## Data to process
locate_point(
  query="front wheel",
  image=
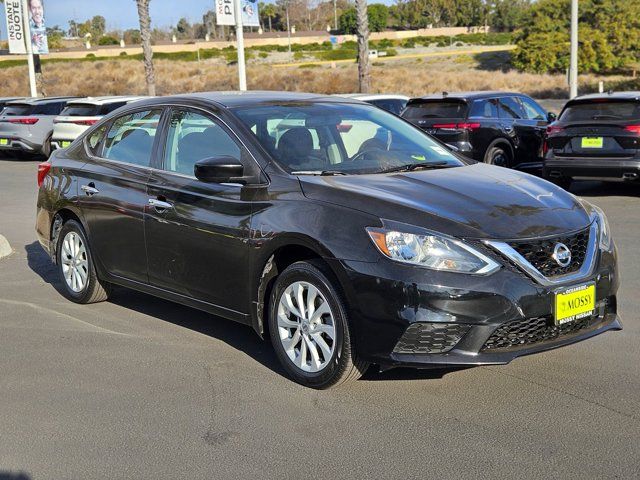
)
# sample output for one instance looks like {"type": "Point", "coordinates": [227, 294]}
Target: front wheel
{"type": "Point", "coordinates": [498, 154]}
{"type": "Point", "coordinates": [76, 268]}
{"type": "Point", "coordinates": [309, 327]}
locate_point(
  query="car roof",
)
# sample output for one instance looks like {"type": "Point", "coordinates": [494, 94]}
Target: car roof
{"type": "Point", "coordinates": [39, 100]}
{"type": "Point", "coordinates": [365, 97]}
{"type": "Point", "coordinates": [234, 99]}
{"type": "Point", "coordinates": [631, 95]}
{"type": "Point", "coordinates": [106, 99]}
{"type": "Point", "coordinates": [475, 95]}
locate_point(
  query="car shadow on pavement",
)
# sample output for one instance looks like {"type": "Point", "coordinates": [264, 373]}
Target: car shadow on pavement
{"type": "Point", "coordinates": [241, 337]}
{"type": "Point", "coordinates": [605, 189]}
{"type": "Point", "coordinates": [14, 476]}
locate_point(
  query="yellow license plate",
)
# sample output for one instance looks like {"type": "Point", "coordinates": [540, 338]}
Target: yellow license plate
{"type": "Point", "coordinates": [592, 142]}
{"type": "Point", "coordinates": [575, 303]}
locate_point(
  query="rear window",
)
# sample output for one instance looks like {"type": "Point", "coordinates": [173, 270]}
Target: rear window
{"type": "Point", "coordinates": [110, 107]}
{"type": "Point", "coordinates": [450, 109]}
{"type": "Point", "coordinates": [390, 105]}
{"type": "Point", "coordinates": [18, 110]}
{"type": "Point", "coordinates": [80, 110]}
{"type": "Point", "coordinates": [607, 110]}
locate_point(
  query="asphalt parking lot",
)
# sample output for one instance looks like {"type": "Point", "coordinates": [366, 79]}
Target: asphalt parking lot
{"type": "Point", "coordinates": [141, 388]}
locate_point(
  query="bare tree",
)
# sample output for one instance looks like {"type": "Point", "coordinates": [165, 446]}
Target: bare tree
{"type": "Point", "coordinates": [145, 34]}
{"type": "Point", "coordinates": [364, 78]}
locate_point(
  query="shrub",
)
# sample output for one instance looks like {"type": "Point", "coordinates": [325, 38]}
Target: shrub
{"type": "Point", "coordinates": [108, 40]}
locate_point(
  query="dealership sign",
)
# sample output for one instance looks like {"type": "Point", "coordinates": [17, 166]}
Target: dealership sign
{"type": "Point", "coordinates": [225, 12]}
{"type": "Point", "coordinates": [15, 29]}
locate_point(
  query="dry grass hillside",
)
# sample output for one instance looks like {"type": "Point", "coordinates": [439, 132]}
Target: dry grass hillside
{"type": "Point", "coordinates": [411, 76]}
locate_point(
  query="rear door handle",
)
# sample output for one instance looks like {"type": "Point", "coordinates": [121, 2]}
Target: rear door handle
{"type": "Point", "coordinates": [90, 189]}
{"type": "Point", "coordinates": [159, 205]}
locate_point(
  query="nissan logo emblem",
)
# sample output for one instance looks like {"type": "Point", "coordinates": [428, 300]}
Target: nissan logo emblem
{"type": "Point", "coordinates": [562, 254]}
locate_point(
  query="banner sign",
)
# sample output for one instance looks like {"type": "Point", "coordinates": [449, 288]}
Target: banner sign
{"type": "Point", "coordinates": [15, 31]}
{"type": "Point", "coordinates": [39, 44]}
{"type": "Point", "coordinates": [225, 12]}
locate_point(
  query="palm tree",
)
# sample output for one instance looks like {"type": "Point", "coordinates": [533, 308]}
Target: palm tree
{"type": "Point", "coordinates": [145, 35]}
{"type": "Point", "coordinates": [364, 79]}
{"type": "Point", "coordinates": [269, 11]}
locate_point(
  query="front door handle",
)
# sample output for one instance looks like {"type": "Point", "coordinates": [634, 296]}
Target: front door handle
{"type": "Point", "coordinates": [159, 205]}
{"type": "Point", "coordinates": [90, 189]}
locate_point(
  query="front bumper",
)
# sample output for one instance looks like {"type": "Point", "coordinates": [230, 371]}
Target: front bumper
{"type": "Point", "coordinates": [20, 144]}
{"type": "Point", "coordinates": [456, 319]}
{"type": "Point", "coordinates": [597, 168]}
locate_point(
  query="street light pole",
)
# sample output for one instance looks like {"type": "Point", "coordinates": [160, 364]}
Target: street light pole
{"type": "Point", "coordinates": [30, 63]}
{"type": "Point", "coordinates": [573, 67]}
{"type": "Point", "coordinates": [288, 27]}
{"type": "Point", "coordinates": [242, 74]}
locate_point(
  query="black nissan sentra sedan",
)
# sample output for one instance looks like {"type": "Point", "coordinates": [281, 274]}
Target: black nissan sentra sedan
{"type": "Point", "coordinates": [346, 234]}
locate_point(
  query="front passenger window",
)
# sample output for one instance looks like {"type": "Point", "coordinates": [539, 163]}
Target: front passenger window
{"type": "Point", "coordinates": [130, 138]}
{"type": "Point", "coordinates": [193, 137]}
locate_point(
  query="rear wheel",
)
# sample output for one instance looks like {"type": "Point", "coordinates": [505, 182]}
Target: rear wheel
{"type": "Point", "coordinates": [76, 268]}
{"type": "Point", "coordinates": [498, 154]}
{"type": "Point", "coordinates": [309, 327]}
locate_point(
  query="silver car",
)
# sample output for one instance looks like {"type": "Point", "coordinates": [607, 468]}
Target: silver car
{"type": "Point", "coordinates": [80, 114]}
{"type": "Point", "coordinates": [26, 126]}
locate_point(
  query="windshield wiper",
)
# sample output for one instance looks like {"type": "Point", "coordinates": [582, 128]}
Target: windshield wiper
{"type": "Point", "coordinates": [416, 166]}
{"type": "Point", "coordinates": [318, 172]}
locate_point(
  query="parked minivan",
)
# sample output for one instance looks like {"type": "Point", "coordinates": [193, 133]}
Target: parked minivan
{"type": "Point", "coordinates": [498, 128]}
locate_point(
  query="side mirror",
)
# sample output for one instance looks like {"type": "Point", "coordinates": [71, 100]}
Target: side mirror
{"type": "Point", "coordinates": [222, 169]}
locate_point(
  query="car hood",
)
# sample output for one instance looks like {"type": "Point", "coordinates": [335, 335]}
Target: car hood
{"type": "Point", "coordinates": [475, 201]}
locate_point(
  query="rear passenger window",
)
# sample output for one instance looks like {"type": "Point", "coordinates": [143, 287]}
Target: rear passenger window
{"type": "Point", "coordinates": [193, 137]}
{"type": "Point", "coordinates": [95, 140]}
{"type": "Point", "coordinates": [510, 108]}
{"type": "Point", "coordinates": [130, 138]}
{"type": "Point", "coordinates": [484, 109]}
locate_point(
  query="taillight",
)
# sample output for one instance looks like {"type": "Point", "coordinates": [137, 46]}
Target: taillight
{"type": "Point", "coordinates": [84, 122]}
{"type": "Point", "coordinates": [551, 129]}
{"type": "Point", "coordinates": [469, 126]}
{"type": "Point", "coordinates": [459, 126]}
{"type": "Point", "coordinates": [43, 169]}
{"type": "Point", "coordinates": [23, 121]}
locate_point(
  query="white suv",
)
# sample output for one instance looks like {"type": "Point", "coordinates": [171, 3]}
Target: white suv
{"type": "Point", "coordinates": [81, 114]}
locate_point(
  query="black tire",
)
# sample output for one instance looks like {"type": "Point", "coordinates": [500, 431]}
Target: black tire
{"type": "Point", "coordinates": [94, 290]}
{"type": "Point", "coordinates": [562, 182]}
{"type": "Point", "coordinates": [343, 366]}
{"type": "Point", "coordinates": [499, 154]}
{"type": "Point", "coordinates": [46, 148]}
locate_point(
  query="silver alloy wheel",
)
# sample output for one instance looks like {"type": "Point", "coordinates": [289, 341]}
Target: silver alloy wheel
{"type": "Point", "coordinates": [306, 327]}
{"type": "Point", "coordinates": [75, 265]}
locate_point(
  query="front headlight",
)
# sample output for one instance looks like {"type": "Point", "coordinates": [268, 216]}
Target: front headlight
{"type": "Point", "coordinates": [431, 251]}
{"type": "Point", "coordinates": [604, 233]}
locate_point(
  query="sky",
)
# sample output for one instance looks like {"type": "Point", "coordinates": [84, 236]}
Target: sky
{"type": "Point", "coordinates": [120, 14]}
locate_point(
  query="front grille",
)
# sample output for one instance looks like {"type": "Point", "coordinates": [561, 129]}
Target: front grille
{"type": "Point", "coordinates": [539, 253]}
{"type": "Point", "coordinates": [425, 337]}
{"type": "Point", "coordinates": [533, 330]}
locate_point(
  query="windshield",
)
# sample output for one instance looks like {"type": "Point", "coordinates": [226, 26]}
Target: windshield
{"type": "Point", "coordinates": [601, 110]}
{"type": "Point", "coordinates": [436, 109]}
{"type": "Point", "coordinates": [342, 139]}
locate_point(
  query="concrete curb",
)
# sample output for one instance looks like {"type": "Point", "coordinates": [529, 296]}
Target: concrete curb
{"type": "Point", "coordinates": [5, 248]}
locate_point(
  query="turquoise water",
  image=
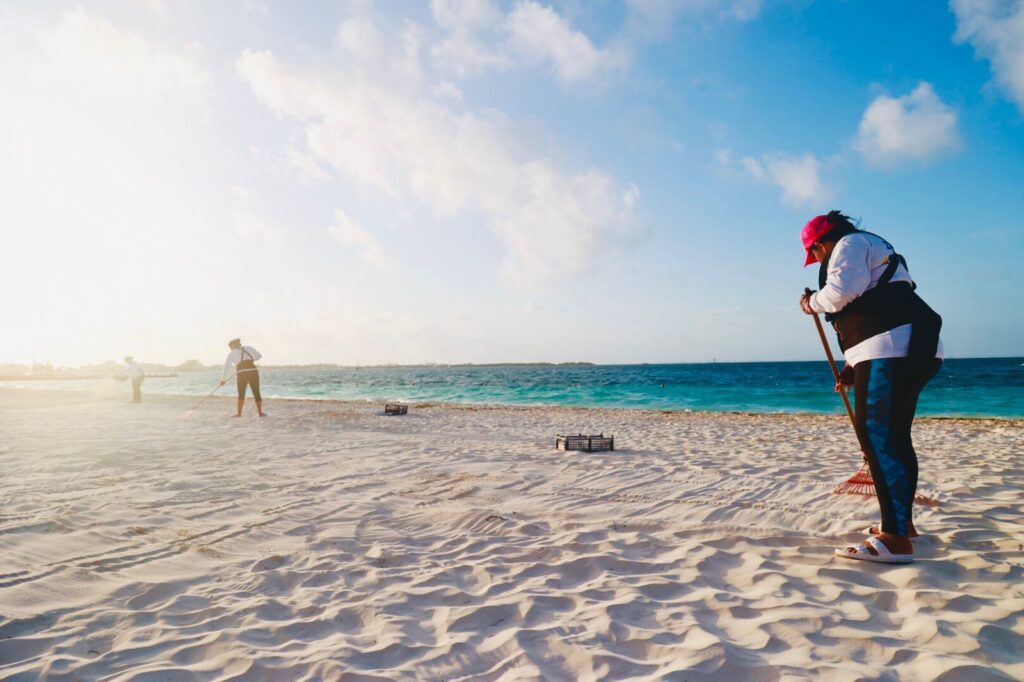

## Requirements
Report how many lines of the entries above contain the word "rear". Give only the number.

## Exercise result
8